_INPUT MATERIAL_:
_ _ _ _

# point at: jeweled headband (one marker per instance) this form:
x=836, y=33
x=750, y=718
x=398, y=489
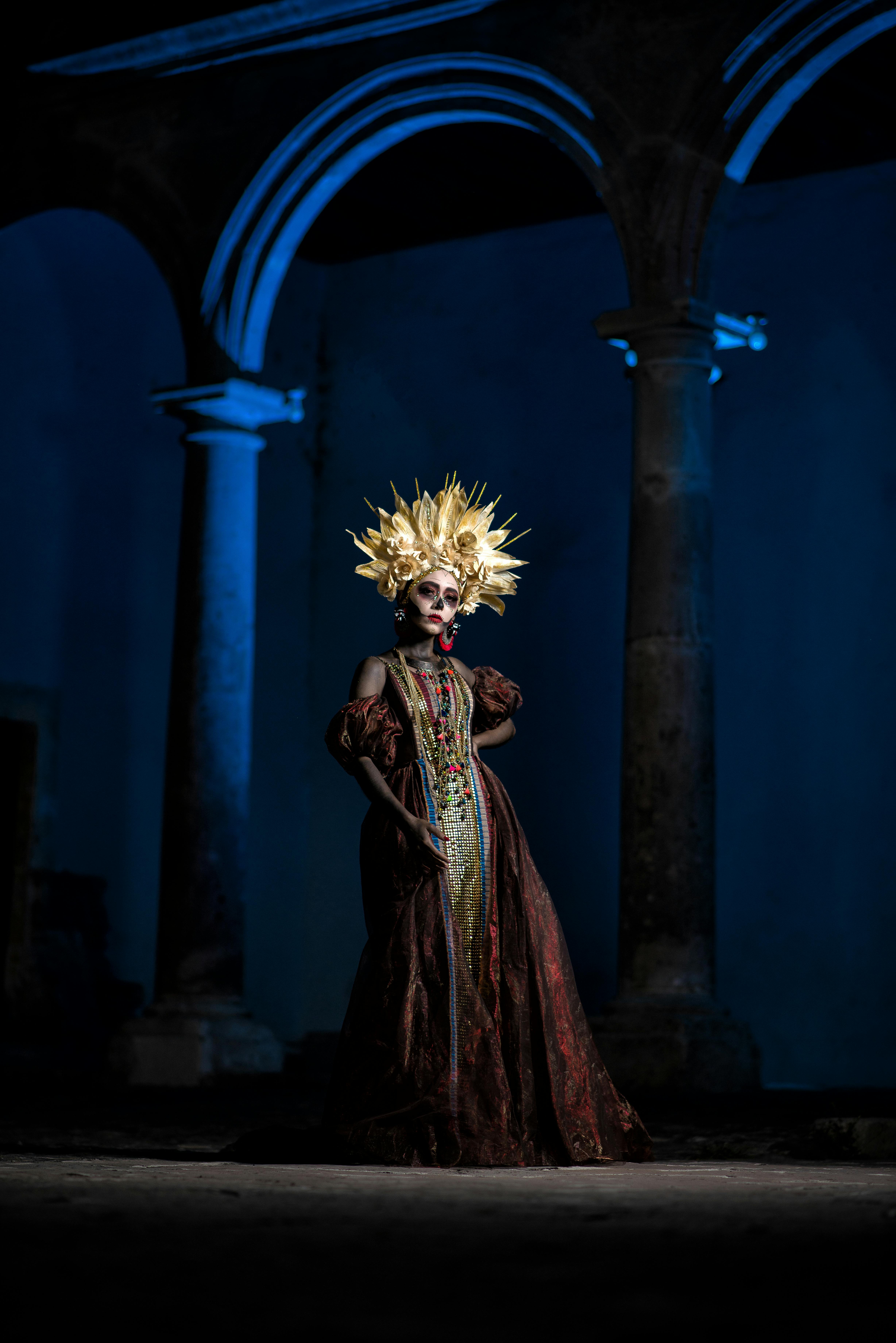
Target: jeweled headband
x=448, y=532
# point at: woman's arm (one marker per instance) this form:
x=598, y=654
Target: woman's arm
x=418, y=832
x=370, y=679
x=496, y=738
x=484, y=741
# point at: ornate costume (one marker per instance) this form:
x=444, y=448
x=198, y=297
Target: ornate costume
x=465, y=1040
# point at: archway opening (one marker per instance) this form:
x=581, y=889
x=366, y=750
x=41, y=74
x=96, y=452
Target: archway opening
x=844, y=122
x=805, y=570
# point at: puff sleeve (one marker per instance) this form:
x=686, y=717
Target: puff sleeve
x=365, y=727
x=496, y=698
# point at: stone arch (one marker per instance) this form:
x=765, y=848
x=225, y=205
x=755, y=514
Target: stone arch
x=819, y=54
x=340, y=138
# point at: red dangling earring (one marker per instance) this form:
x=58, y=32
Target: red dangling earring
x=447, y=645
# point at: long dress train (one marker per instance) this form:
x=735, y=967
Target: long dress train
x=465, y=1041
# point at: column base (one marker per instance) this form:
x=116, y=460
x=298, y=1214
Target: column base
x=187, y=1041
x=668, y=1045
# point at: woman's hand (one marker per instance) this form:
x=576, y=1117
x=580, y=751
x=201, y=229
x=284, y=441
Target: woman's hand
x=420, y=835
x=494, y=738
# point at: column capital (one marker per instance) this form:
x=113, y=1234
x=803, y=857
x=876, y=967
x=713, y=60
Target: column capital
x=238, y=406
x=682, y=320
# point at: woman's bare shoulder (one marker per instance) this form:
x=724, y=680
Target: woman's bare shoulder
x=464, y=669
x=370, y=679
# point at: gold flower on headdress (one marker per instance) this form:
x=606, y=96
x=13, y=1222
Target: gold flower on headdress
x=447, y=532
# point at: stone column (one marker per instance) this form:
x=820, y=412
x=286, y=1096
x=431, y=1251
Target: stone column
x=666, y=1031
x=198, y=1028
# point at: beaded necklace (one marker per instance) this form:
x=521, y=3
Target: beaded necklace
x=444, y=736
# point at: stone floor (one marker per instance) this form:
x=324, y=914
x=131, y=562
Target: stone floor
x=120, y=1215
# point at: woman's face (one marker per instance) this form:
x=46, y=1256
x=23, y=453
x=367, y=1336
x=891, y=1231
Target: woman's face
x=432, y=604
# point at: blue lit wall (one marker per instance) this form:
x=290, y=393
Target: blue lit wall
x=479, y=355
x=89, y=515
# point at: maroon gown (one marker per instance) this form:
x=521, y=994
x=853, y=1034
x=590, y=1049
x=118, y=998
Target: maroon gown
x=436, y=1064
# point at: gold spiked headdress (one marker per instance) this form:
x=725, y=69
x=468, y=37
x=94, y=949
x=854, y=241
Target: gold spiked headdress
x=448, y=532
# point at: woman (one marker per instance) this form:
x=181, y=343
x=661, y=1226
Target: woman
x=465, y=1041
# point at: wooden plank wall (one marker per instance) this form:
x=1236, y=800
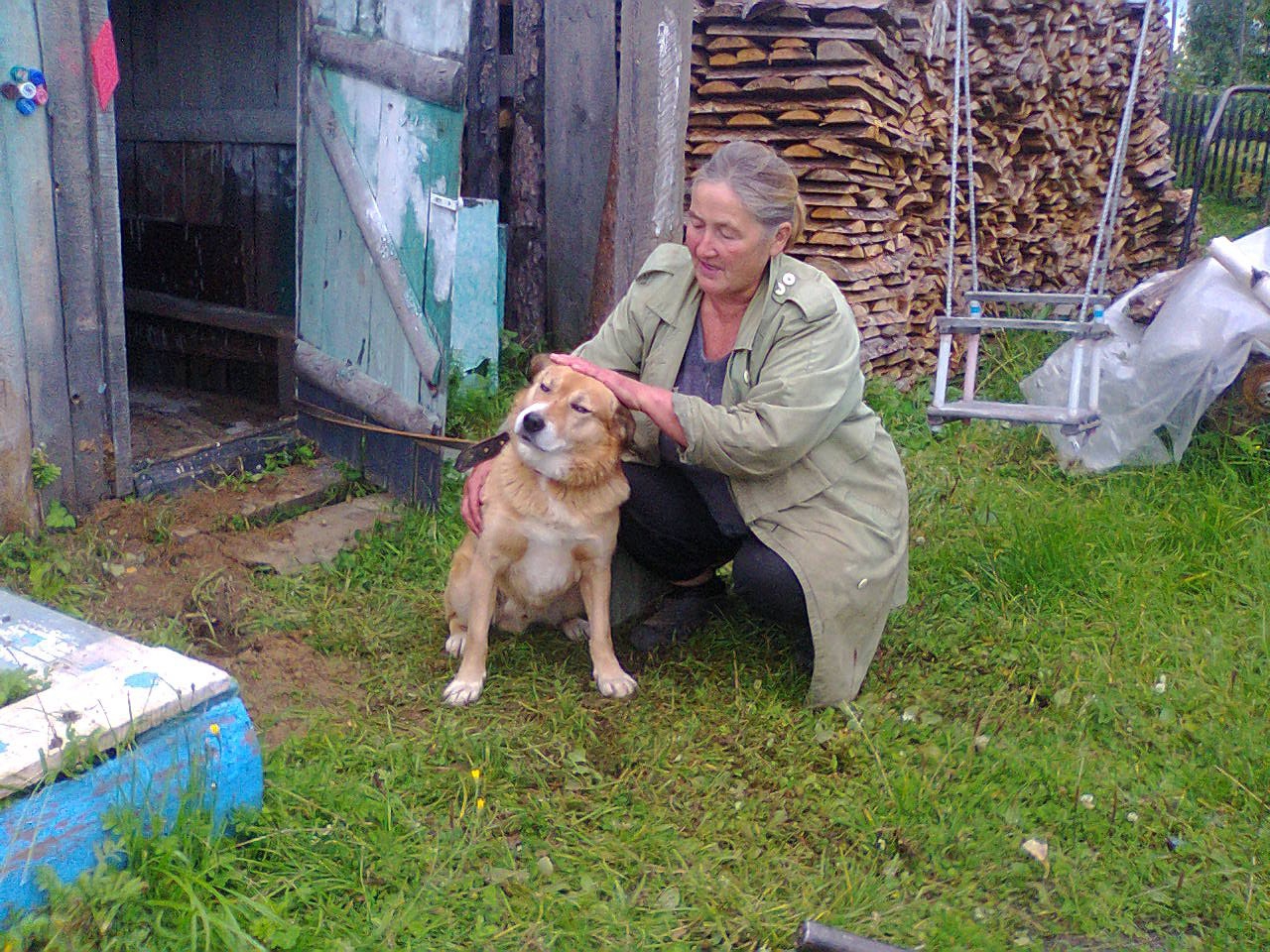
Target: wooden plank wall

_ _ _ _

_PROBLEM TO WORK ON_:
Rewrite all of the material above as a JSON list of strings, one string per line, with blank lines omitted. Leave the pictures out of the list.

_OUTPUT FOR THIS TASK_:
[
  "# point at: jeweled headband (one marker per instance) this form:",
  "x=836, y=33",
  "x=750, y=718",
  "x=398, y=489",
  "Target: jeweled headband",
  "x=448, y=532",
  "# point at: woman's arm (one marker per instance) this form:",
  "x=598, y=654",
  "Target: woman's arm",
  "x=418, y=832",
  "x=370, y=679",
  "x=496, y=738",
  "x=484, y=741",
  "# point at: ornate costume (one marker per instance) this form:",
  "x=444, y=448",
  "x=198, y=297",
  "Target: ornate costume",
  "x=465, y=1040",
  "# point at: archway opening (one marker per instance) this form:",
  "x=581, y=889",
  "x=366, y=750",
  "x=41, y=74",
  "x=96, y=452",
  "Target: archway opening",
  "x=844, y=122",
  "x=805, y=570",
  "# point at: puff sleeve (one marker per instance) this form:",
  "x=686, y=717",
  "Target: puff sleeve",
  "x=365, y=727",
  "x=496, y=698",
  "# point at: stone arch (one marker per instance) this form:",
  "x=765, y=848",
  "x=225, y=205",
  "x=755, y=514",
  "Target: stone arch",
  "x=819, y=54",
  "x=340, y=138",
  "# point at: red dangling earring (one marker per instance) this form:",
  "x=58, y=32",
  "Target: red dangling earring",
  "x=447, y=645",
  "# point at: long dress train (one marker per instance) this form:",
  "x=735, y=967",
  "Target: long dress train",
  "x=465, y=1041",
  "# point at: column base (one marker per instance) this form:",
  "x=116, y=460",
  "x=298, y=1214",
  "Target: column base",
  "x=187, y=1041",
  "x=668, y=1045",
  "# point at: woman's hand (one marker per instance) this form:",
  "x=576, y=1117",
  "x=580, y=751",
  "x=201, y=229",
  "x=284, y=441",
  "Target: woman's hand",
  "x=420, y=835",
  "x=494, y=738",
  "# point at: column capital (one marker per instance) this form:",
  "x=113, y=1234",
  "x=803, y=857",
  "x=876, y=967",
  "x=713, y=60",
  "Target: column capital",
  "x=238, y=406",
  "x=682, y=320",
  "# point at: woman's bare shoulder (one marker per instance) this form:",
  "x=724, y=680",
  "Target: woman's bare shoulder",
  "x=464, y=669",
  "x=370, y=679",
  "# point at: gold flower on headdress (one marker per instance) this form:",
  "x=606, y=96",
  "x=13, y=1222",
  "Target: gold flower on headdress",
  "x=447, y=532",
  "# point at: stone column (one marker per instance) this form:",
  "x=820, y=412",
  "x=286, y=1096",
  "x=431, y=1251",
  "Target: stone column",
  "x=666, y=1031",
  "x=198, y=1028",
  "# point at: beaded necklace (one marker per instance) this form:",
  "x=521, y=3",
  "Target: beaded necklace",
  "x=444, y=736",
  "# point at: stone floor (one marker per instance) this form:",
  "x=324, y=914",
  "x=131, y=562",
  "Target: stone floor",
  "x=120, y=1215",
  "# point at: woman's face (one marker per instance) this form:",
  "x=46, y=1256",
  "x=23, y=453",
  "x=367, y=1336",
  "x=891, y=1231",
  "Target: woman's face",
  "x=432, y=604",
  "# point at: blue lit wall (one marker per instance) this form:",
  "x=290, y=393",
  "Target: blue lit wall",
  "x=479, y=355",
  "x=89, y=515",
  "# point at: maroon gown (one marker per instance) this form:",
  "x=521, y=994",
  "x=853, y=1034",
  "x=590, y=1049",
  "x=118, y=998",
  "Target: maroon gown",
  "x=436, y=1064",
  "# point at: gold spiked headdress (one marker per instance) this form:",
  "x=725, y=69",
  "x=468, y=37",
  "x=94, y=949",
  "x=854, y=241",
  "Target: gold spiked headdress",
  "x=448, y=532",
  "# point at: woman (one marker per instance) this form:",
  "x=181, y=343",
  "x=661, y=1226",
  "Target: woman",
  "x=465, y=1041",
  "# point at: wooden plank wall (one marker per instance) this form:",
  "x=1236, y=800",
  "Target: wooden plank wall"
]